Listed records:
■ ■ ■ ■ ■

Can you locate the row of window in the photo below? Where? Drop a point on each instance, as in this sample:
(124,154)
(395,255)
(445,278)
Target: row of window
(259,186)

■ ■ ■ ■ ■

Change "row of window" to "row of windows" throughout the rows above and leave everything else as it is.

Complete response:
Can you locate the row of windows in the photo below? Where? Drop a point on each instance, as in this sample:
(124,154)
(395,255)
(445,278)
Target: row of windows
(259,186)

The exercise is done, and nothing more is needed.